-- start Data to use --

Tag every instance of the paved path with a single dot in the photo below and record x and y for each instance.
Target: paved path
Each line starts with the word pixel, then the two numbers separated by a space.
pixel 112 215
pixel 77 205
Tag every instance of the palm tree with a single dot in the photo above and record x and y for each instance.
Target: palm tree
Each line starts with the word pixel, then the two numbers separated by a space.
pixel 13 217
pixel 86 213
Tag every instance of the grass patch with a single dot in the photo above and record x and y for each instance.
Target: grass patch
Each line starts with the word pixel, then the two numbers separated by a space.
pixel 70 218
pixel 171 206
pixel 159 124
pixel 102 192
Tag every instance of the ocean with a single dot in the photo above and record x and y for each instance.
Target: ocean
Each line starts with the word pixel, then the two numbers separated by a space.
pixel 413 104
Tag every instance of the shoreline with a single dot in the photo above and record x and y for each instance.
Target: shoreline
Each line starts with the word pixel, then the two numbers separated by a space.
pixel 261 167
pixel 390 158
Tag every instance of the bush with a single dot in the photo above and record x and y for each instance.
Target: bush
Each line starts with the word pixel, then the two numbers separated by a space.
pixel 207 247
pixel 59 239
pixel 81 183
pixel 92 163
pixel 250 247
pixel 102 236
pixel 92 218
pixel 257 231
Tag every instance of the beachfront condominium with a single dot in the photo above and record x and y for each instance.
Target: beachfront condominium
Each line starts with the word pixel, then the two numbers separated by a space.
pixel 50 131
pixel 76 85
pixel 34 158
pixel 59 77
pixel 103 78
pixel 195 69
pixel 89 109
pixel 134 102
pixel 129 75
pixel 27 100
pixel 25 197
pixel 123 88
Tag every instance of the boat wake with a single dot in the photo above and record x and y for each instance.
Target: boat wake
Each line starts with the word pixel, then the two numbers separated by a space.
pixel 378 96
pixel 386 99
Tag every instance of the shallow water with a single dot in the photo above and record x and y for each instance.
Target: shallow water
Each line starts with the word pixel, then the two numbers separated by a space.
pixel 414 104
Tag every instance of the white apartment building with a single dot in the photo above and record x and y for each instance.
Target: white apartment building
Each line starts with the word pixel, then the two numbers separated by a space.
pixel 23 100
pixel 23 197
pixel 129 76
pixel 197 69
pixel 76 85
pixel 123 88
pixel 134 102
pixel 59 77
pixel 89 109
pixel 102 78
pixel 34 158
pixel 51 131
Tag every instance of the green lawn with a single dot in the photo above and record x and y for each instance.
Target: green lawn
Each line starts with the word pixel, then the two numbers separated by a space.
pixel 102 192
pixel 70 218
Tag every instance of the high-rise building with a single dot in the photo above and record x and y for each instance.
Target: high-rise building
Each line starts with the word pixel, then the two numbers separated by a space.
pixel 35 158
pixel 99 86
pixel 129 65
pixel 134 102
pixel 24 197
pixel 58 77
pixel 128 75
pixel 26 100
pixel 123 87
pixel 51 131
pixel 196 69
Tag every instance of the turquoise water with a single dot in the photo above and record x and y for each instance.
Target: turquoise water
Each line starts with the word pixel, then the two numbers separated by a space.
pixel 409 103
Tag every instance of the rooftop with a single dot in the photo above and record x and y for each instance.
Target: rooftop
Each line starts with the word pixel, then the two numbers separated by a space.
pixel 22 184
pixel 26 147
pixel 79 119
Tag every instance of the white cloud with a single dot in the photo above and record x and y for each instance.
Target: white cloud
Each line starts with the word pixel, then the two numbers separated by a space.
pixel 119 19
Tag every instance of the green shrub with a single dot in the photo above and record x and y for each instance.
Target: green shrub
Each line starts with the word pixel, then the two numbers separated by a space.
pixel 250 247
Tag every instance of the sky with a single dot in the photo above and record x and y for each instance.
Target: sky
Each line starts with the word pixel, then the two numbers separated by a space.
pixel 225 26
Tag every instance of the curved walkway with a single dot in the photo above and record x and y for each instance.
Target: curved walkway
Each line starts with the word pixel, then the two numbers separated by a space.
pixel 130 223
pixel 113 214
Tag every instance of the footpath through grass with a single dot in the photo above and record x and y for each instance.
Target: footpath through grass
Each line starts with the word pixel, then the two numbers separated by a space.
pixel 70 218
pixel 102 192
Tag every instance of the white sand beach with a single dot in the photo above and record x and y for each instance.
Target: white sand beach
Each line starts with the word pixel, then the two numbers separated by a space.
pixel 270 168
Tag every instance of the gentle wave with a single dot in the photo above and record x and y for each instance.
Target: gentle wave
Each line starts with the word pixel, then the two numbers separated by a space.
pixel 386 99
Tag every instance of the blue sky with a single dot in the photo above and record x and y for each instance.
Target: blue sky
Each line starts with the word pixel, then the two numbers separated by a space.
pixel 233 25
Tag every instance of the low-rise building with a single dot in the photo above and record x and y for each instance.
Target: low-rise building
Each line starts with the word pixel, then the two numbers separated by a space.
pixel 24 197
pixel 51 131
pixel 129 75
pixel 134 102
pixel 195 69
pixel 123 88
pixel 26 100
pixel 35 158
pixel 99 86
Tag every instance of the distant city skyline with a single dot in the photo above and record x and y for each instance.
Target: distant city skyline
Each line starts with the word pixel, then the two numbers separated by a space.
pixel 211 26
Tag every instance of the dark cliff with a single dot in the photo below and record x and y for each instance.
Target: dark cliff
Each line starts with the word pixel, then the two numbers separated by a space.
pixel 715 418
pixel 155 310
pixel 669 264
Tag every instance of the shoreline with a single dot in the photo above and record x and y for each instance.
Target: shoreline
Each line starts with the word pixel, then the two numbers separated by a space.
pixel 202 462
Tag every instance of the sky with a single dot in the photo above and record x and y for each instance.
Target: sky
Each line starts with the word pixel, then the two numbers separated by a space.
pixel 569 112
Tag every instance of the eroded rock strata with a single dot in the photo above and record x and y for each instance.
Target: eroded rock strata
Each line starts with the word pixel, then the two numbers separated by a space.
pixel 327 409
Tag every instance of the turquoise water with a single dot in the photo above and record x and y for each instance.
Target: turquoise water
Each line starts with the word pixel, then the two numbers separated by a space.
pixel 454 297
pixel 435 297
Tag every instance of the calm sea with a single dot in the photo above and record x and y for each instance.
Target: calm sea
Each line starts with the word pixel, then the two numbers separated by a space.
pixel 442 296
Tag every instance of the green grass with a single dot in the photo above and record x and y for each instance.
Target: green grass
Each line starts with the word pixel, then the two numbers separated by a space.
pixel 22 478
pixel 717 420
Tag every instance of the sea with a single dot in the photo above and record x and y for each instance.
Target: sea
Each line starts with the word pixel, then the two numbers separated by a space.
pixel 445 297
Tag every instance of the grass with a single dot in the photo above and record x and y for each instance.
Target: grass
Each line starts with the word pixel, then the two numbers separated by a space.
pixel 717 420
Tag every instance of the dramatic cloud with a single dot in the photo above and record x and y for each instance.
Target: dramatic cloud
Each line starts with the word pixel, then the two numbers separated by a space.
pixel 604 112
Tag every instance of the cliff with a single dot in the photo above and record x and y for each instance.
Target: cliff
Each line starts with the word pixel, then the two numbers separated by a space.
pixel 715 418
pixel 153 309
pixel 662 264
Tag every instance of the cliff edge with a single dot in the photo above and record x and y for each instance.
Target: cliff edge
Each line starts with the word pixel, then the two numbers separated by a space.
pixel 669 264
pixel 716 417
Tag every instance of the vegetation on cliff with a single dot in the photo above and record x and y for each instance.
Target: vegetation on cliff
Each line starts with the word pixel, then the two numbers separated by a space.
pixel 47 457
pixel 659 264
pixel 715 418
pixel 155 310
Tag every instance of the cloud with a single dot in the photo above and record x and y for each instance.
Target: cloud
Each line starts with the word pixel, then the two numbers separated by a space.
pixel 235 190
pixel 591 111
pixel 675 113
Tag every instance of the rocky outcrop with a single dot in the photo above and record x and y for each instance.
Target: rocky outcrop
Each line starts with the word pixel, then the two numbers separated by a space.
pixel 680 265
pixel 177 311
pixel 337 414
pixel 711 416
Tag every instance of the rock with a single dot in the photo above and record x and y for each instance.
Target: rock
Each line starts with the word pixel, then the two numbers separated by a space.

-- end Data to use --

(Aim) Copy the listing from the line with "Tag every instance of the beachfront" up to and including the line with "pixel 409 103", substituting "apartment complex" for "condominium" and leaving everything else unchanged.

(Solution to this task)
Tag every instance of the beachfront apartment complex with a single dot in the photo above and record x and y for each instance.
Target: beachfront apartment complex
Each line starts with the word pixel, then the two numbers separated by a space.
pixel 50 131
pixel 76 85
pixel 34 158
pixel 59 77
pixel 103 78
pixel 195 69
pixel 89 109
pixel 134 102
pixel 129 75
pixel 27 100
pixel 25 197
pixel 123 88
Tag every instance of the boat wake with a single dot in the photo above and record x and y for each instance.
Target: boat wake
Each line starts with the word pixel, then the two numbers separated by a space.
pixel 378 96
pixel 386 99
Tag every instance of the shallow water with a single dot in the photo above and record x and y for each instance.
Target: shallow water
Each line starts with the word pixel, then the two numbers separated by a space.
pixel 414 104
Tag every instance of the white apartment building with a single dot in the photo above and record x and y for each instance.
Target: white apartment building
Each line starts with the word pixel, then the two numbers separated by a space.
pixel 23 100
pixel 23 197
pixel 129 76
pixel 197 69
pixel 76 85
pixel 123 88
pixel 134 102
pixel 59 77
pixel 89 109
pixel 102 78
pixel 34 158
pixel 51 131
Tag every instance of the green lawn with a single dot in the photo above and record x and y for each instance.
Target: green lawn
Each line starts with the word pixel, then the two numbers separated by a space.
pixel 102 192
pixel 70 218
Tag every instance of the high-rise building with a single dot in the photo above and record x and y for each instance.
Target: high-rise building
Each line starts with the word pixel, then the two numbers separated by a space.
pixel 35 158
pixel 99 86
pixel 129 65
pixel 134 102
pixel 24 197
pixel 58 77
pixel 128 75
pixel 26 100
pixel 123 87
pixel 51 131
pixel 196 69
Tag every instance of the turquoise water with a single dot in the photo above and record x and y for each instance.
Target: turquoise water
Each line starts with the word pixel, then the two numbers separated by a space.
pixel 409 103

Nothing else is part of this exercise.